◆ REQUIRED WORK
Look through the entries for the line containing "You are tasked with locating the alloy". Then output that line and every line after it, exactly, to the end.

BEGIN DATA FOR REVIEW

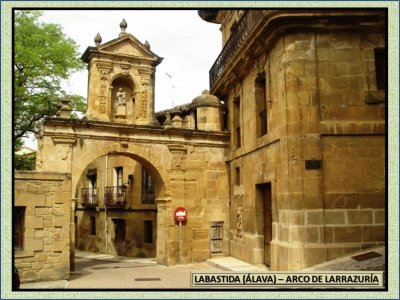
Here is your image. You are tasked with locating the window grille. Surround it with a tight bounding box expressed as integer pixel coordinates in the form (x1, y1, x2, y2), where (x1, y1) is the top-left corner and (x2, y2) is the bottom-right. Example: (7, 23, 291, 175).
(210, 221, 224, 255)
(141, 167, 155, 203)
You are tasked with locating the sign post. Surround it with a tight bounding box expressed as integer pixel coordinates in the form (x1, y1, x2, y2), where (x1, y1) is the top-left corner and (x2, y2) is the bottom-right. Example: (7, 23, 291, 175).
(174, 207, 187, 264)
(179, 221, 182, 263)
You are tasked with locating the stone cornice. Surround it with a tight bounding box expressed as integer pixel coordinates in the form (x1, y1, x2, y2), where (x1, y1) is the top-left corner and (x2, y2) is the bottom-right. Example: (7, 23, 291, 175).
(42, 117, 230, 148)
(14, 171, 71, 180)
(210, 9, 386, 96)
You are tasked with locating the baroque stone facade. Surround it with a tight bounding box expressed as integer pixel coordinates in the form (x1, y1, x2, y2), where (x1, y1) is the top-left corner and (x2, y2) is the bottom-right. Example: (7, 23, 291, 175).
(13, 10, 386, 283)
(33, 19, 229, 271)
(81, 21, 162, 126)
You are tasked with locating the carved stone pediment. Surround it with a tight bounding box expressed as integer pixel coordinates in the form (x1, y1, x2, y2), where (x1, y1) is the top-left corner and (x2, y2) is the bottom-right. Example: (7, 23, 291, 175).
(98, 35, 160, 62)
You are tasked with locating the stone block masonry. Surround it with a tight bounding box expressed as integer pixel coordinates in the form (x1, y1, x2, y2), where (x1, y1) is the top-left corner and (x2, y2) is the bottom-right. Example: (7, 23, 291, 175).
(14, 171, 71, 283)
(211, 10, 386, 271)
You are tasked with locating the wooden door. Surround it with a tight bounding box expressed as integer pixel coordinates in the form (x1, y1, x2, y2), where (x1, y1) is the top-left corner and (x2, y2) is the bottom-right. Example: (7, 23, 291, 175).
(113, 219, 125, 256)
(257, 183, 272, 267)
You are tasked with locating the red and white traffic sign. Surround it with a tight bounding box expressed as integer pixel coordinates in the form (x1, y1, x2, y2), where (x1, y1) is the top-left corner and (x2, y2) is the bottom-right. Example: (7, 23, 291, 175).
(174, 207, 187, 222)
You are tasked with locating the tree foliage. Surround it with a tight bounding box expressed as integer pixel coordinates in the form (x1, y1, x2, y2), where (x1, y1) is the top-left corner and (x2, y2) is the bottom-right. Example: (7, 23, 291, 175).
(14, 154, 36, 171)
(14, 10, 86, 146)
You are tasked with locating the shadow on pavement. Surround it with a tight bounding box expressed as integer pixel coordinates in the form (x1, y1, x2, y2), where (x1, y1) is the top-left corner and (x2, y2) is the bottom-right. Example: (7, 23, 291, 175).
(70, 252, 157, 281)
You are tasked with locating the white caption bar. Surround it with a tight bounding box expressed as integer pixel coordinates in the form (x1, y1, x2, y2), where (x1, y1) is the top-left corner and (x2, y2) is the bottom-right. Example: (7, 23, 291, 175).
(191, 271, 384, 288)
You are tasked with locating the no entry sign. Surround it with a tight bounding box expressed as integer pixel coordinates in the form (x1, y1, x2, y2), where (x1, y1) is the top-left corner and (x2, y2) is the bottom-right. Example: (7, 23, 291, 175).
(175, 207, 187, 263)
(174, 207, 187, 222)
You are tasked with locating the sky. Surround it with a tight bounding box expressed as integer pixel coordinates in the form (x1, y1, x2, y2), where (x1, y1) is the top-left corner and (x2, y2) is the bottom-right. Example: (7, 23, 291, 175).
(23, 10, 222, 149)
(41, 10, 222, 111)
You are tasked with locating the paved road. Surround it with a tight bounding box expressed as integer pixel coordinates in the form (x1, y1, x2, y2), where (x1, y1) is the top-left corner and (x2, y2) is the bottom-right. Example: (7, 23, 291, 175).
(21, 251, 222, 289)
(69, 251, 223, 289)
(20, 246, 385, 290)
(302, 246, 385, 272)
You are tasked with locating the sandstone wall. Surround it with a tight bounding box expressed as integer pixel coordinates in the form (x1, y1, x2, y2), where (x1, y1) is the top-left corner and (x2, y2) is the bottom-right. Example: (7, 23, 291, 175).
(76, 210, 157, 257)
(35, 118, 230, 265)
(159, 144, 230, 264)
(75, 154, 157, 257)
(14, 171, 71, 283)
(226, 29, 385, 271)
(322, 136, 385, 259)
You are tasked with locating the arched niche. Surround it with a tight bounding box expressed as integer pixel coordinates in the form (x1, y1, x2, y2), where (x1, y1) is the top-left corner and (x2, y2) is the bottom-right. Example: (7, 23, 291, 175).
(111, 75, 136, 121)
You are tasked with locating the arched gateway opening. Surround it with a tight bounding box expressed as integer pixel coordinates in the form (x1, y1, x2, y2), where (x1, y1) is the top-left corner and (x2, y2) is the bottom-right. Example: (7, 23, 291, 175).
(72, 150, 169, 265)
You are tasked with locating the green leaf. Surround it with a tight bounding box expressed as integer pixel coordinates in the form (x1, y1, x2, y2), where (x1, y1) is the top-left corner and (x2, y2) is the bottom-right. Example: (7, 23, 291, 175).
(13, 10, 87, 142)
(14, 153, 36, 171)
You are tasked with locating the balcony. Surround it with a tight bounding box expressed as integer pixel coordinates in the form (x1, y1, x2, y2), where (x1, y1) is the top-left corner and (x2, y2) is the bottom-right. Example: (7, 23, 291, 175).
(81, 188, 98, 207)
(209, 10, 270, 90)
(104, 186, 127, 208)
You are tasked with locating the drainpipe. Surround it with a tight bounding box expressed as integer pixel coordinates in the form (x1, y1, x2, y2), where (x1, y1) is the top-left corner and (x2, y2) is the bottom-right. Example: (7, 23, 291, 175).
(227, 160, 231, 256)
(105, 154, 108, 253)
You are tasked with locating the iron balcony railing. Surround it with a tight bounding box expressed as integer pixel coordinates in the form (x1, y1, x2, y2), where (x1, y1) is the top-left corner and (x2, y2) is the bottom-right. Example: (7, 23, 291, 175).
(81, 188, 99, 207)
(209, 10, 269, 89)
(104, 186, 127, 208)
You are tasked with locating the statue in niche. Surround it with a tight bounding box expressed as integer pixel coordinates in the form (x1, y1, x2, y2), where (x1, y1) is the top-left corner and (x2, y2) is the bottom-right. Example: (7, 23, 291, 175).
(116, 88, 126, 106)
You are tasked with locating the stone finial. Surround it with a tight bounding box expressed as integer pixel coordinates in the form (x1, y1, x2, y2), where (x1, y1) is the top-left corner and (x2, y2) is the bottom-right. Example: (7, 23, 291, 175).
(55, 101, 63, 116)
(119, 18, 128, 37)
(57, 98, 72, 118)
(61, 98, 71, 106)
(144, 40, 151, 49)
(94, 32, 102, 46)
(171, 115, 183, 129)
(190, 89, 222, 108)
(163, 112, 172, 128)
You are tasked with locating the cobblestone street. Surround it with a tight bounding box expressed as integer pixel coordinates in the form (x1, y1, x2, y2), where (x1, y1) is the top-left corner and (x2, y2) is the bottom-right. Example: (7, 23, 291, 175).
(303, 247, 385, 272)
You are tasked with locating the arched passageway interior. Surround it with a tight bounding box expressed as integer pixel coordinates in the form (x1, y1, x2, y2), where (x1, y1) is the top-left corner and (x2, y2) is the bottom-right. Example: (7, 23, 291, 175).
(74, 154, 161, 258)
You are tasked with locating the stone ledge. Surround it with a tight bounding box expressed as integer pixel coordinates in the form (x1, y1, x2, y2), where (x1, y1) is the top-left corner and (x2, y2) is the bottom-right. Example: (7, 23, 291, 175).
(15, 251, 34, 258)
(51, 137, 77, 145)
(15, 171, 71, 181)
(365, 90, 385, 104)
(320, 121, 385, 135)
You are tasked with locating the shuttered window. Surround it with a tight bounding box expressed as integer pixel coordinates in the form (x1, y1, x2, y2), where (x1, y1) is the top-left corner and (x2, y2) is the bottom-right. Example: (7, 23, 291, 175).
(141, 167, 155, 204)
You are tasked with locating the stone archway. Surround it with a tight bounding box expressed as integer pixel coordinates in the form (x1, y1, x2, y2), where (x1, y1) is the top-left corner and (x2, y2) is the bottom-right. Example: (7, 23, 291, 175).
(71, 142, 172, 265)
(71, 143, 170, 201)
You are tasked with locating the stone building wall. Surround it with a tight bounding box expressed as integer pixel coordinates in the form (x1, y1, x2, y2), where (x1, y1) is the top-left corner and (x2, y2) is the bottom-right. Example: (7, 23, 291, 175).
(75, 210, 157, 258)
(322, 136, 385, 259)
(32, 19, 230, 266)
(35, 117, 230, 265)
(75, 155, 157, 258)
(210, 10, 386, 271)
(81, 23, 162, 126)
(15, 11, 385, 277)
(14, 171, 71, 283)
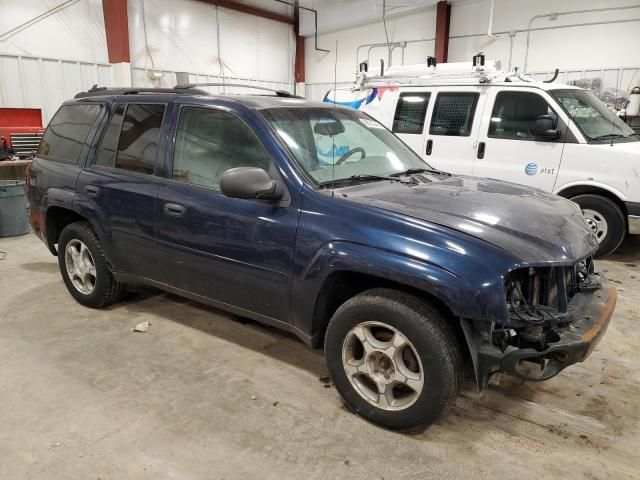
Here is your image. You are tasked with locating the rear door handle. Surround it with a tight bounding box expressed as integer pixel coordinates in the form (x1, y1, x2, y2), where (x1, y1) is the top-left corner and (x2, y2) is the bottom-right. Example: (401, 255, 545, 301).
(85, 185, 100, 197)
(477, 142, 486, 159)
(164, 202, 186, 217)
(426, 139, 433, 156)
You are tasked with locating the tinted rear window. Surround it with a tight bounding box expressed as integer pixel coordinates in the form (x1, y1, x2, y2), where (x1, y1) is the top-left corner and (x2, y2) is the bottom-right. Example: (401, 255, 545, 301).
(37, 104, 103, 164)
(94, 103, 165, 175)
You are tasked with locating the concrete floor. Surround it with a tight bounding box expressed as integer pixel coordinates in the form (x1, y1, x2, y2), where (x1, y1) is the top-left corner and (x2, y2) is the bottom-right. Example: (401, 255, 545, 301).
(1, 233, 639, 480)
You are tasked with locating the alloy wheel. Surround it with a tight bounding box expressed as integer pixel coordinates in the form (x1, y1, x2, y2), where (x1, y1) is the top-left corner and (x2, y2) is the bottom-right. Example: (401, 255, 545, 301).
(341, 321, 424, 411)
(64, 239, 97, 295)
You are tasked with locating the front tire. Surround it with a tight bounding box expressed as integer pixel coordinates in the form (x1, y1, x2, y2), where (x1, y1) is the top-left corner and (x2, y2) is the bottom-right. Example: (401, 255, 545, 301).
(57, 221, 125, 308)
(324, 289, 462, 430)
(572, 194, 625, 258)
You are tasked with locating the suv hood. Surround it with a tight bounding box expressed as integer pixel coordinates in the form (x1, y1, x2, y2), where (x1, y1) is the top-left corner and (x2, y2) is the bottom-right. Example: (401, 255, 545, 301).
(342, 175, 598, 264)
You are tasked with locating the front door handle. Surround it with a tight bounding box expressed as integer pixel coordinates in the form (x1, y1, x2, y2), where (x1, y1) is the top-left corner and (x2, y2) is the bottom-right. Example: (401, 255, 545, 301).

END DATA FOR REVIEW

◆ EXERCISE RESULT
You are tasked with locating the alloy wheel. Surround it with a tight bounding box expressed as integer pixel coordinates in the form (x1, y1, x2, y2), where (x1, y1) is the top-left corner and (x2, y2) is the bottom-right. Example: (401, 255, 545, 301).
(341, 321, 424, 411)
(64, 239, 97, 295)
You are tasked with locating the front tire. Surround it with a tight bounding box expressed as integer pixel coordinates in the form (x1, y1, x2, y2), where (x1, y1) is the top-left corner and (x2, y2) is the bottom-right. Example: (401, 255, 545, 301).
(57, 221, 125, 308)
(324, 289, 462, 430)
(572, 194, 625, 258)
You are tasked with locating the suv hood. Surround it with a tight bounding box expressed as integer pixel coordinates in the form (x1, y1, x2, y2), where (x1, y1) is the top-left corner and (x2, y2) is the bottom-right. Example: (401, 255, 545, 301).
(342, 175, 598, 264)
You are tasked with locating the front door handle. Surround it with a tight bounding box expressed as integer pixel coordinates in the form (x1, y1, x2, y2), where (x1, y1) is the top-left corner and (x2, y2) is the bottom-right. Example: (401, 255, 545, 301).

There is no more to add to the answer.